Liste des activités
- A) D'après le texte sur la classe du futur, quelle fonction Yolanta Golanowska occupe-t-elle à l'école ?
- B) Poursuivez le texte sur la classe du futur à partir de sa dernière phrase.

Texte source
Les visages des étudiants seront donc constamment observés et analysés. Leurs réponses passeront à la moulinette d’une puissance de calcul qui pourra établir des tendances cognitives. « Nous allons pouvoir observer en temps réel les états d’âme des étudiants. Lorsque l’un d’entre eux sera moins attentif un cadre rouge clignotera autour de son visage. Je pourrai ainsi m’adresser directement à lui pour relancer son attention », explique Martin Boehm, dont l’image a été utilisée comme hologramme d’accueil. 

La chasse à l’échec

La plate-forme propose également des outils permettant d’établir à la volée des « diagnostics cognitifs » à partir de sondages, simulations, questions directes… Les réponses fournies par les étudiants sont analysées en temps réel et les professeurs peuvent s’en inspirer pour « customiser leurs cours ». « Si je constate que tel ou tel exemple ne retient pas l’attention, que personne ne répond à tel sondage ou qu’une plaisanterie ne fait pas rire les étudiants, cela me permet de réajuster en temps réel mon cours », explique Martin Boehm.

Si la rêverie (ou l’inattention, selon le point de vue de la machine) n’aura clairement plus sa place dans ce dispositif, l’« échec non plus », promet Yolanta Golanowska, directrice de l’innovation pédagogique de l’école. Tout l’enjeu de l’utilisation du big data dans ce projet est de « savoir comment participent les étudiants, s’ils apportent une idée nouvelle, s’ils se contentent de répondre ou de développer les idées des autres, s’ils interagissent de préférence avec les hommes ou avec les femmes, etc. »

« Les établissements doivent garantir que les données ne pourront pas être réutilisées plus tard. » Jean-Gabriel Ganascia, professeur

Autre argument déployé par le corps enseignant : cette plate-forme serait une chance pour les introvertis. « Avec le format de cours traditionnel, un style unique de leadership est encouragé : les plus charismatiques et extravertis réussissent le mieux parce qu’ils parlent plus et se font remarquer favorablement par le professeur. Avec le forum synchronisé de la classe du futur, les étudiants introvertis auront, eux aussi, une chance de s’exprimer », veut croire Santiago Iñiguez de Onzoño, le président de l’IE, qui martèle que cette intelligence artificielle sera « friendly, friendly, friendly » (amicale), « à l’inverse du HAL 9 000, l’ordinateur de 2001 l’Odyssée de l’espace ».

Données fournies

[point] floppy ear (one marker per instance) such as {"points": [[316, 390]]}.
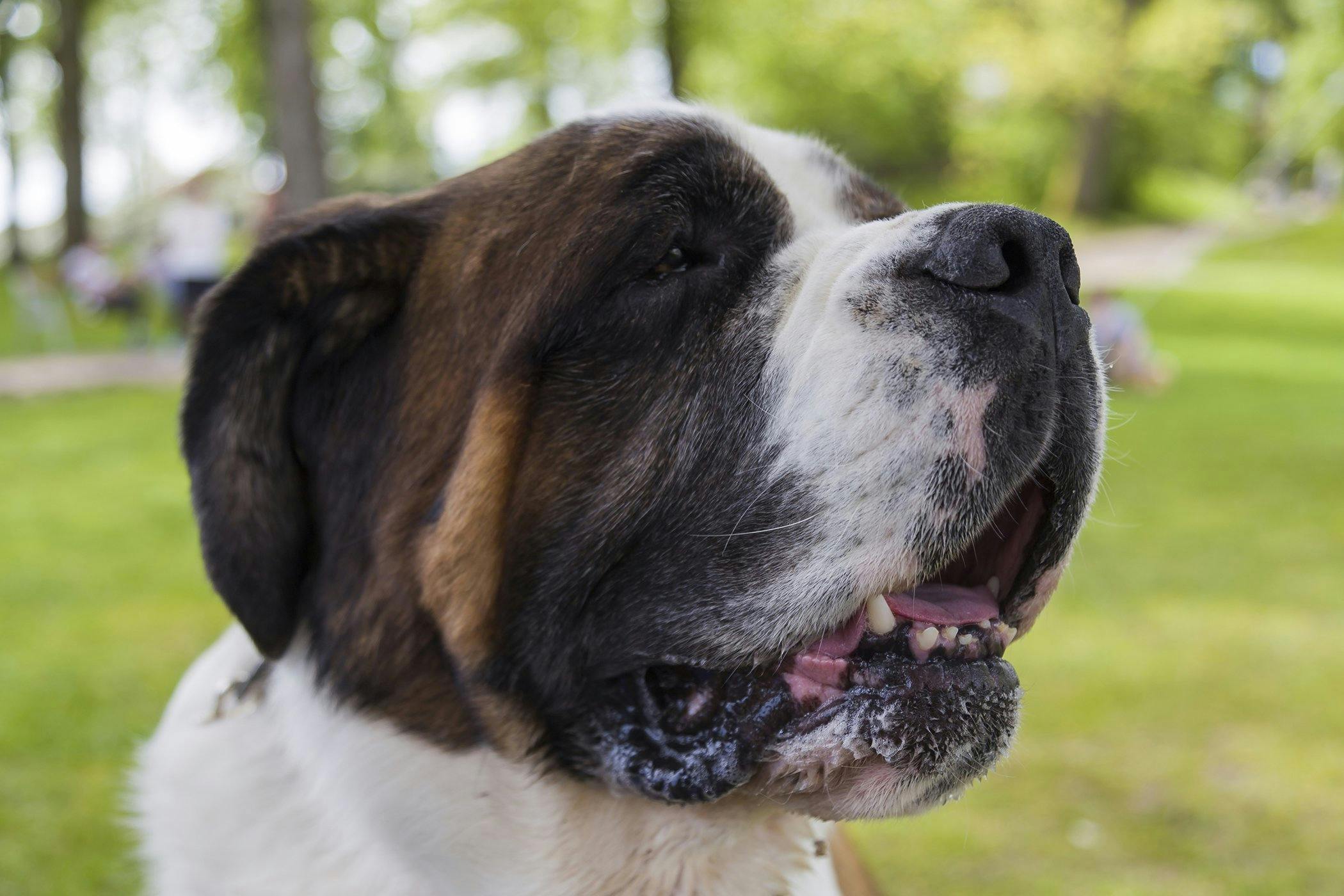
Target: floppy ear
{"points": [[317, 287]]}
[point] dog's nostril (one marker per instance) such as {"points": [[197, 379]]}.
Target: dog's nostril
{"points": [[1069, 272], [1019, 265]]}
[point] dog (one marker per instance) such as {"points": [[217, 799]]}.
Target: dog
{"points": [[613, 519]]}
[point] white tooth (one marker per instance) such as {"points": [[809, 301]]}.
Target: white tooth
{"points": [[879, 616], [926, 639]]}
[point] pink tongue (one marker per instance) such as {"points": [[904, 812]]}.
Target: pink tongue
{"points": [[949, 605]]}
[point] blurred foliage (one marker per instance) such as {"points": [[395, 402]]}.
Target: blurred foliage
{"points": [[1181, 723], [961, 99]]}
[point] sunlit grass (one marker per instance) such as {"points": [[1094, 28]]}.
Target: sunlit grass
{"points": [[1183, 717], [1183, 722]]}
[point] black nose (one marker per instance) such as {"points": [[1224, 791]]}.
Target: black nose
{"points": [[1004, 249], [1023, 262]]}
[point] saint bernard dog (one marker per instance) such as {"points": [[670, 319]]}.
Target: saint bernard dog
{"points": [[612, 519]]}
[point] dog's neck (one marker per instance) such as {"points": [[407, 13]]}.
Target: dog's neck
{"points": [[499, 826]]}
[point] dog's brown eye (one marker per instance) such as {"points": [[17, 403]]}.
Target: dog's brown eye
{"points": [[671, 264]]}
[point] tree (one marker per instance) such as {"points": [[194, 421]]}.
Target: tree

Résultats obtenus
- A) Elle est directrice de l'innovation pédagogique de l'école.

- B)
Et pas question d’utiliser les données collectées pour orienter les étudiants – les résultats scolaires, les indicateurs socio-économiques, les données géographiques, les informations médicales, qui pourraient pourtant leur désigner l’orientation parfaite. « L’intelligence artificielle ne doit pas être prescriptive », tranche Santiago Iñiguez de Onzoño. Qui tient également à rassurer les enseignants : « Cette salle de classe est une réplique, peut-être la meilleure, du traditionnel face-à-face entre l’enseignant et l’élève. C’est une optimisation, pas une révolution », précise-t-il.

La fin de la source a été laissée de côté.